Friday, October 21, 2016
The Myanmar Times
The Myanmar Times

Myanmar miners allege beating linked to tax

Gold miners in Sagaing Region’s Homalin township say they are being forced to pay taxes to two army-linked companies or face being detained and beaten.

Gold prospectors at Thahinkyin mine in Homalin are required to pay tax based on the size of their machinery. Originally they paid the tax to Aung Naing Thu Co-op Limited, which they said was formed by disabled former soldiers and businesspeople and is licensed by local officials to collect the charges.

However, recently a company named Kon Thiri has also been forcing the miners to pay tax on their equipment.

“Kon Thiri has also asked for levies. If we have to pay levies to both groups, how can we survive?” said U Shwe Ba, who runs a prospecting business at Thahinkyin.

Miner Ko San Lwin told The Myanmar Times in an interview in Mandalay in late December that he and a colleague, Ko Thet Naing Soe, were detained and beaten after they refused to pay the tax to Kon Thiri.

“[Kon Thiri] asked double the amount that Aung Naing Thu did. Making payment to the first company is convenient but [Kon Thiri] is reportedly linked to the army,” he said.

“When we didn’t pay we were arrested and beaten up. We had to stay at Mandalay hospital for a long time. When we filed a complaint with the local police station, we got no response. We have sent the president a letter about it and we also sent a letter to both Daw Aung San Suu Kyi and the commander-in-chief,” he said.

Prospecting for gold in the area entails paying levies, or “membership fees”, based on the size of the equipment used, ranging from K800,000 a year for a one-cylinder engine to K2.1 million for a six-cylinder engine. They must also pay a monthly fee ranging from K35,000 to K65,000.

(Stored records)

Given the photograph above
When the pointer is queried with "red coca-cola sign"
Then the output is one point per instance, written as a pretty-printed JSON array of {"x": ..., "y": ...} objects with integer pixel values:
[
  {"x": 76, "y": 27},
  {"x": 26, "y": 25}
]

→ Task directions
Starting at the words "Friday, October 21, 2016" and stopping after "on their equipment.", please copy the news report about the gold miners' tax complaints, swapping "Homalin" for "Hkamti".

→ Answer to this exercise
Friday, October 21, 2016
The Myanmar Times
The Myanmar Times

Myanmar miners allege beating linked to tax

Gold miners in Sagaing Region’s Hkamti township say they are being forced to pay taxes to two army-linked companies or face being detained and beaten.

Gold prospectors at Thahinkyin mine in Hkamti are required to pay tax based on the size of their machinery. Originally they paid the tax to Aung Naing Thu Co-op Limited, which they said was formed by disabled former soldiers and businesspeople and is licensed by local officials to collect the charges.

However, recently a company named Kon Thiri has also been forcing the miners to pay tax on their equipment.